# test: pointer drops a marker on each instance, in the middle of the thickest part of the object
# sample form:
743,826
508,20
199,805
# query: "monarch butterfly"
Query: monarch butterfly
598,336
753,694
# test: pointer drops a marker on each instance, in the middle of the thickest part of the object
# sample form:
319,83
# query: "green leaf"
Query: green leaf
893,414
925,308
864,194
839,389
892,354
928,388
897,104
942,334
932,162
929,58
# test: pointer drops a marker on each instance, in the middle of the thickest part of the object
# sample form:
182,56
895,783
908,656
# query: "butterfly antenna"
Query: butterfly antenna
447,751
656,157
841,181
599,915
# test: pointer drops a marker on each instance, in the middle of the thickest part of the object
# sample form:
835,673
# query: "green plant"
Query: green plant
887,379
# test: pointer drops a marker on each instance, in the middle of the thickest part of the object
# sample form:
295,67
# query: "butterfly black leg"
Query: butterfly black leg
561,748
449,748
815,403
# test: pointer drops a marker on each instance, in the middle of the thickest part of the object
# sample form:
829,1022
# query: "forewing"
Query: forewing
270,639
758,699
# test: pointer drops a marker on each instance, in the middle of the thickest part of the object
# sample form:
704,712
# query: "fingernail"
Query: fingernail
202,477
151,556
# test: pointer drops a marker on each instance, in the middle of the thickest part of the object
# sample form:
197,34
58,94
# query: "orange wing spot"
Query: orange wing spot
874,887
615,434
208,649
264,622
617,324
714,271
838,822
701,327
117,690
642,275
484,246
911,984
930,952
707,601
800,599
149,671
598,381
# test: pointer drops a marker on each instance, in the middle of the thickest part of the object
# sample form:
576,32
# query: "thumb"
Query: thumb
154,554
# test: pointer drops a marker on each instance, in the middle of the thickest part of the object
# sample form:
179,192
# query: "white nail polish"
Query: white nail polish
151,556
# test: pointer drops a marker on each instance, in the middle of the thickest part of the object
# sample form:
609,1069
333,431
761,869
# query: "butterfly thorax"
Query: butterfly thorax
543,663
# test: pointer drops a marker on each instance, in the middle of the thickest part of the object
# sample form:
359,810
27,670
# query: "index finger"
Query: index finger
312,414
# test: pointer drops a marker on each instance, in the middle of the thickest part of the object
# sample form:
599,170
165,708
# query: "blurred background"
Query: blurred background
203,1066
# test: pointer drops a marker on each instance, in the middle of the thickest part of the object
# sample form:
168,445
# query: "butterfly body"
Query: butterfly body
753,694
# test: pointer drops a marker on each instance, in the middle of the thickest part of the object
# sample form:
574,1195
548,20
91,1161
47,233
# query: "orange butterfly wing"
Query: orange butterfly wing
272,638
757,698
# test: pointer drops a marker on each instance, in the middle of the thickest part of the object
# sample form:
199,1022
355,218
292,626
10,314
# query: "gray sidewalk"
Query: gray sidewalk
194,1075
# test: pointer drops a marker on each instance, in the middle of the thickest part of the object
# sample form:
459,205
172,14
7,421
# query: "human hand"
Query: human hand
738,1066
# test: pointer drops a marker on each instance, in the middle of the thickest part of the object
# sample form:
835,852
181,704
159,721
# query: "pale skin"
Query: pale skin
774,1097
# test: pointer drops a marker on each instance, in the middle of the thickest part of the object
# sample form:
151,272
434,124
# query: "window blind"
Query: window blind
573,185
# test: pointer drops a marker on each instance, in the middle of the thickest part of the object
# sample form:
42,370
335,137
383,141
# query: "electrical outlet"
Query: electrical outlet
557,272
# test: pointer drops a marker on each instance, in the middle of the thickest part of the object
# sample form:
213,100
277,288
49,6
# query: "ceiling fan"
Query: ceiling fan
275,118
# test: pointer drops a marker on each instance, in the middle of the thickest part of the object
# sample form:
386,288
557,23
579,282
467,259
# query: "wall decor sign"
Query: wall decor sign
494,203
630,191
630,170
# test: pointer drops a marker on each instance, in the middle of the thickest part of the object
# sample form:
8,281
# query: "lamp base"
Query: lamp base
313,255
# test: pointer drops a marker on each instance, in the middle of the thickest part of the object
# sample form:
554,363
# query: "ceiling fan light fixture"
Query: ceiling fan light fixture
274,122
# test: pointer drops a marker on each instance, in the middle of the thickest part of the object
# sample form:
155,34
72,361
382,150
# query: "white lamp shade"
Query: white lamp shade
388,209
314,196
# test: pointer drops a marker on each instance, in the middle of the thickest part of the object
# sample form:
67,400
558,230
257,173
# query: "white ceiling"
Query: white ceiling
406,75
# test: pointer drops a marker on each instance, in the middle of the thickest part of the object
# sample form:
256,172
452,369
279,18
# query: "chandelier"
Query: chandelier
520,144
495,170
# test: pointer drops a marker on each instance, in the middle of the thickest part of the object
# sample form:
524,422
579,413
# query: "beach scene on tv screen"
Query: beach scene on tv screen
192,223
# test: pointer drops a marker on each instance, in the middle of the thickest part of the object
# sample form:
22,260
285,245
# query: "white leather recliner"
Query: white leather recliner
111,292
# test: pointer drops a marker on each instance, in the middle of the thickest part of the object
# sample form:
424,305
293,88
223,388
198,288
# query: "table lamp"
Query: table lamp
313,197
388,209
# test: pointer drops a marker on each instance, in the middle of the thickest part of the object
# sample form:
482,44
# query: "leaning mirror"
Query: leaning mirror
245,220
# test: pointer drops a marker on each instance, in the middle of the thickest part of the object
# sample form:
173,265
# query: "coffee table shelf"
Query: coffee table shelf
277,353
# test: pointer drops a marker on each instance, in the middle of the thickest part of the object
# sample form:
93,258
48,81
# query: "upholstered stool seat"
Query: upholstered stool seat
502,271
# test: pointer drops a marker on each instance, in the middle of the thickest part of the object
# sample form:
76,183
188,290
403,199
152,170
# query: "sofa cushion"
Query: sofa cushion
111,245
.....
◆ **Directions**
Your reply must reproduce all records above exactly.

◆ **Task solution**
# test: pointer drops a marker on each instance, in the middle of the thickest part of the object
# sample form:
743,826
508,20
199,805
# query: "monarch butterfly"
Query: monarch butterfly
598,336
753,694
# test: pointer drops a marker on each instance, in the middle of the thickest part of the object
# sample form:
319,83
# query: "green leaf"
Query: green leaf
893,414
925,308
864,194
839,389
892,354
928,388
897,104
942,334
932,162
929,58
# test: pointer drops a marker on each instance, in the middle of the thickest part of the object
# sample form:
182,56
895,783
908,656
# query: "butterfly antenna"
Query: butterfly antenna
447,751
656,157
841,181
599,915
# test: pointer drops a marker on each instance, in the middle of the thickest part of the object
# sample form:
835,673
# query: "green plant"
Query: green plant
887,379
# test: pointer drops a marker on each instance, in the middle of the thickest part of the object
# sample form:
295,67
# query: "butterfly black leg"
Query: butterfly black leg
561,748
449,748
815,403
# test: pointer drops a marker on each instance, in the middle of the thickest part of the object
# sample form:
829,1022
# query: "forewing"
Query: forewing
270,639
758,699
# test: pointer drops a marker on each instance, in the middle of the thickest part of the object
# sample form:
704,712
# query: "fingernail"
Query: fingernail
202,477
151,556
# test: pointer drops a marker on each instance, in the middle of the thickest part of the object
# sample form:
197,34
58,94
# query: "orange wing spot"
Query: orange wing spot
874,887
615,434
208,649
264,622
617,324
714,271
838,822
701,327
117,690
642,275
484,246
911,984
930,952
707,601
800,599
149,671
598,381
# test: pointer drops a marker on each instance, in the middle of the thickest part of the object
# sample form:
576,32
# query: "thumb"
Query: thumb
154,554
# test: pointer drops a marker on each instance, in the middle of the thickest part of the object
# sample form:
179,192
# query: "white nail polish"
Query: white nail polish
151,556
# test: pointer drops a marker on each instance, in the middle of the thickest part of the object
# sample form:
609,1069
333,431
761,869
# query: "butterfly thorax"
Query: butterfly thorax
543,663
# test: pointer drops a marker on each instance, in the middle of the thickest part of the object
# sample form:
359,810
27,670
# query: "index finger"
Query: index finger
312,414
# test: pointer drops a marker on each instance, in the middle of the thickest part of the object
# sample form:
599,170
165,708
# query: "blurred background"
Query: blurred background
203,1066
# test: pointer drops a marker on each instance, in the middle of the thickest part of the object
# sample form:
168,445
# query: "butterfly body"
Query: butterfly body
753,694
# test: pointer drops a marker on each instance, in the middle of the thickest part of the object
# sample form:
574,1195
548,20
91,1161
47,233
# query: "orange butterfly wing"
Query: orange butterfly wing
272,638
757,698
# test: pointer drops a marker on each instance, in the middle of the thickest part of the object
# sample form:
199,1022
355,218
292,626
10,314
# query: "gray sidewalk"
Query: gray sidewalk
194,1075
# test: pointer drops a marker on each instance, in the middle of the thickest part of the object
# sample form:
459,205
172,14
7,421
# query: "human hand"
Query: human hand
738,1066
# test: pointer drops a marker on each instance, in the middle of the thickest part of the object
# sample form:
835,852
181,704
159,721
# query: "pale skin"
Query: pale skin
774,1097
# test: pointer drops a marker on each instance, in the middle of the thickest part of the object
# sample form:
151,272
434,124
# query: "window blind"
Query: window blind
573,185
# test: pointer drops a marker on each instance, in the middle of the thickest part of the object
# sample form:
42,370
335,137
383,141
# query: "electrical outlet"
Query: electrical outlet
557,272
# test: pointer drops a marker on each instance, in the middle of the thickest part of the object
# sample form:
213,100
277,288
49,6
# query: "ceiling fan"
Query: ceiling fan
275,118
# test: pointer drops a marker on each instance, in the middle of the thickest part of the object
# sample form:
386,288
557,23
579,282
467,259
# query: "wall decor sign"
Query: wall decor sign
494,203
630,191
630,170
# test: pointer drops a marker on each instance, in the middle of the thickest part of the object
# sample form:
8,281
# query: "lamp base"
Query: lamp base
313,255
# test: pointer drops a marker on each instance, in the middle of the thickest part of the object
# sample form:
554,363
# query: "ceiling fan light fixture"
Query: ceiling fan light fixture
274,122
# test: pointer drops a marker on each instance, in the middle of the thickest part of the object
# sample form:
155,34
72,361
382,150
# query: "white lamp shade"
Query: white lamp shade
388,209
314,196
# test: pointer drops a marker on each instance, in the middle of the thickest part of the object
# sample form:
67,400
558,230
257,173
# query: "white ceiling"
Query: white ceiling
406,75
# test: pointer drops a marker on each instance, in the middle of the thickest part of the object
# sample form:
256,172
452,369
279,18
# query: "chandelier"
Query: chandelier
520,144
495,170
# test: pointer drops a marker on each instance, in the middle of the thickest part of the object
# sample form:
524,422
579,413
# query: "beach scene on tv screen"
Query: beach scene on tv screen
192,223
# test: pointer drops a marker on each instance, in the middle of the thickest part of the object
# sample form:
22,260
285,245
# query: "white leather recliner"
Query: white leather recliner
111,292
# test: pointer drops a marker on each instance, in the middle of the thickest part of the object
# sample form:
424,305
293,88
223,388
198,288
# query: "table lamp"
Query: table lamp
313,197
388,209
# test: pointer drops a marker on each instance, in the middle of the thickest part of the object
# sample form:
482,44
# query: "leaning mirror"
Query: leaning mirror
245,220
# test: pointer drops a marker on each instance, in the middle of the thickest part of the object
# sample form:
173,265
# query: "coffee table shelf"
Query: coffee table shelf
277,353
# test: pointer drops a marker on each instance, in the middle of the thickest part of the object
# sample form:
93,258
48,81
# query: "upholstered stool seat"
Query: upholstered stool seat
502,271
# test: pointer drops a marker on each instance, in the middle of the thickest part of the object
# sample form:
76,183
188,290
403,199
152,170
# query: "sofa cushion"
Query: sofa cushion
111,245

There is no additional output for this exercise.